Is this the end of Google as we know it? And what will the endgame look like for Elon Musk and his Twitter shenanigans? Read on and find out. It’s The Roundup.


A new bipartisan (yes, you read that right) proposal has been put forward by a congressional subcommittee that would force Google to break up its ad business.

Hot on the heels of the EU’s proposed Digital Services Act and the UK Secretary of State for Digital, Culture, Media and Sport Nadine Dorries’ plans to clamp down on ‘anti-competitive’ behavior by Big Tech, CNBC reports that the Judiciary subcommittee on antitrust has introduced the Competition and Transparency in Digital Advertising Act that would forbid companies who process $20bn in ad transactions from being involved in more than 1 element of digital ad business.

The bill has a long way to go before it can become law, but it could prove to be a huge blow to Google’s business model.

Instagram has begun testing on a new feature that would limit the number of frames immediately on display in Instagram Stories. This is believed to be part of a wider overhaul of the app’s interface with Social Media Today’s Andrew Hutchinson suggesting that the change may have to do with an increased focus on Reels and might lead to negative consequences for marketers.



We all thought it was over; how wrong we were. Elon Musk’s takeover of Twitter seems to have reached a stalemate as he seeks proof that the platform’s problem with automated bots… isn’t as bad as he thought it was. Speculation continues to mount that Musk intends to try and walk away from the deal, or renegotiate the sale price, but the fly in the ointment, as far as Musk is concerned, is the legally binding contract which he signed last month.

Provided information -
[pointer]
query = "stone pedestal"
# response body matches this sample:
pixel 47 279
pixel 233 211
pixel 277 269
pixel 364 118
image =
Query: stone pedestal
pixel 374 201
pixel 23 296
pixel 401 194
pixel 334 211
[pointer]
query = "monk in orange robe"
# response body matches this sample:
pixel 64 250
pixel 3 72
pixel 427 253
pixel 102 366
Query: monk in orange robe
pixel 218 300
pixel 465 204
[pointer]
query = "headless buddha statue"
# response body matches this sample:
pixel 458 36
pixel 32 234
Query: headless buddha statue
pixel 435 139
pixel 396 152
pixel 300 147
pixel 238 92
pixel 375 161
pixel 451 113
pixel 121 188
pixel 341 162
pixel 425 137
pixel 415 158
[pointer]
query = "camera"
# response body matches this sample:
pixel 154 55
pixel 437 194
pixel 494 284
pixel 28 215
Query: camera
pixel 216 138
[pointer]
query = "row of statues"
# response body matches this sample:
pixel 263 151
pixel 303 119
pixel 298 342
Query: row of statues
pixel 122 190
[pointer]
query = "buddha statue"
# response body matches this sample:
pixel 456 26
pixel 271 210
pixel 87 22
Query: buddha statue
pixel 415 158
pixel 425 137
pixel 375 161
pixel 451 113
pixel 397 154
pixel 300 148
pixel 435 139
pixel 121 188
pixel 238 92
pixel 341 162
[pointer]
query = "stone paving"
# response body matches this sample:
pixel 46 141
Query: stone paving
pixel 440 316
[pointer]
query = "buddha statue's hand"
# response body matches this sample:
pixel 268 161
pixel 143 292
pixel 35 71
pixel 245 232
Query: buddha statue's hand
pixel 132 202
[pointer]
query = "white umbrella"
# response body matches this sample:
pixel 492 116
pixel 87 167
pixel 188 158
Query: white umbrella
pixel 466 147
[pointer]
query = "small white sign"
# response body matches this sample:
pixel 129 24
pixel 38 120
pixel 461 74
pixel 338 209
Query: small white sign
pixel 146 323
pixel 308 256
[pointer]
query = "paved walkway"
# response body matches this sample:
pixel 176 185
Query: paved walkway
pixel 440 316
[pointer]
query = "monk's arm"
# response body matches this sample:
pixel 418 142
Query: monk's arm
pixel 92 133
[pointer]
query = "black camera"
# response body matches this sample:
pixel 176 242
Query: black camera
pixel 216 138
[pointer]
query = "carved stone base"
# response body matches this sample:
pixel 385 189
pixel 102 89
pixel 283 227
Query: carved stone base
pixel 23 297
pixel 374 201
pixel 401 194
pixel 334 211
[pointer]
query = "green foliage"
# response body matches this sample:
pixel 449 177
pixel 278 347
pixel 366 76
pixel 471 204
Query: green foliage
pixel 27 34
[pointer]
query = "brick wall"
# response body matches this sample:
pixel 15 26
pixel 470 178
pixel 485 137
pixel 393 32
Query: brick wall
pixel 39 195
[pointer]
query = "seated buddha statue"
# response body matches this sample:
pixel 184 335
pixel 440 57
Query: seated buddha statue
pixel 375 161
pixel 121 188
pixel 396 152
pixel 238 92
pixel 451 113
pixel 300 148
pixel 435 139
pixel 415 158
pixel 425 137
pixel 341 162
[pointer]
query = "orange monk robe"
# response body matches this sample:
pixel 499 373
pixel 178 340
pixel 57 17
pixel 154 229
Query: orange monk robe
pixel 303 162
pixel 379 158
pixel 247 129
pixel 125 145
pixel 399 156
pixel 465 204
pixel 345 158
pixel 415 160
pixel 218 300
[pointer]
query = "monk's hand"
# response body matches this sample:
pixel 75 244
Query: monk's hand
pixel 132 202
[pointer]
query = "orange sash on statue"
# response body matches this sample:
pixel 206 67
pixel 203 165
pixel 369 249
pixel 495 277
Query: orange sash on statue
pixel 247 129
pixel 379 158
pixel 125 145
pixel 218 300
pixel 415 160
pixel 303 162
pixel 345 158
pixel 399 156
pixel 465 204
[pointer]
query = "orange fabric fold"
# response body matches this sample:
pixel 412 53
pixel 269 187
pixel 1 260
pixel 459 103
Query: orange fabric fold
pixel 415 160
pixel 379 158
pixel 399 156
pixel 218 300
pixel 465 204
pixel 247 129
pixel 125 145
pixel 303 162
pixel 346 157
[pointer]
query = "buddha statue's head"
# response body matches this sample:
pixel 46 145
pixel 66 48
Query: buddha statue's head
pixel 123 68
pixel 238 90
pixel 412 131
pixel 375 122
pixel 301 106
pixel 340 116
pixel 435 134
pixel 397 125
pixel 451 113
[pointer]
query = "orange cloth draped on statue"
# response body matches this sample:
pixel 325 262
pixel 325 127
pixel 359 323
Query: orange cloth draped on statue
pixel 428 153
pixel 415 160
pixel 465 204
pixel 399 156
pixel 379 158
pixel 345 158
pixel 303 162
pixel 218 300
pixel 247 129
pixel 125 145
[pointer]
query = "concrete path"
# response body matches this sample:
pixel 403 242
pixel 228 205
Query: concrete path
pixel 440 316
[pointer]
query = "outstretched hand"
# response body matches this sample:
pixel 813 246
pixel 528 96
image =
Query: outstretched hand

Task instructions - Quote the full news roundup above word for word.

Your response -
Is this the end of Google as we know it? And what will the endgame look like for Elon Musk and his Twitter shenanigans? Read on and find out. It’s The Roundup.


A new bipartisan (yes, you read that right) proposal has been put forward by a congressional subcommittee that would force Google to break up its ad business.

Hot on the heels of the EU’s proposed Digital Services Act and the UK Secretary of State for Digital, Culture, Media and Sport Nadine Dorries’ plans to clamp down on ‘anti-competitive’ behavior by Big Tech, CNBC reports that the Judiciary subcommittee on antitrust has introduced the Competition and Transparency in Digital Advertising Act that would forbid companies who process $20bn in ad transactions from being involved in more than 1 element of digital ad business.

The bill has a long way to go before it can become law, but it could prove to be a huge blow to Google’s business model.

Instagram has begun testing on a new feature that would limit the number of frames immediately on display in Instagram Stories. This is believed to be part of a wider overhaul of the app’s interface with Social Media Today’s Andrew Hutchinson suggesting that the change may have to do with an increased focus on Reels and might lead to negative consequences for marketers.



We all thought it was over; how wrong we were. Elon Musk’s takeover of Twitter seems to have reached a stalemate as he seeks proof that the platform’s problem with automated bots… isn’t as bad as he thought it was. Speculation continues to mount that Musk intends to try and walk away from the deal, or renegotiate the sale price, but the fly in the ointment, as far as Musk is concerned, is the legally binding contract which he signed last month.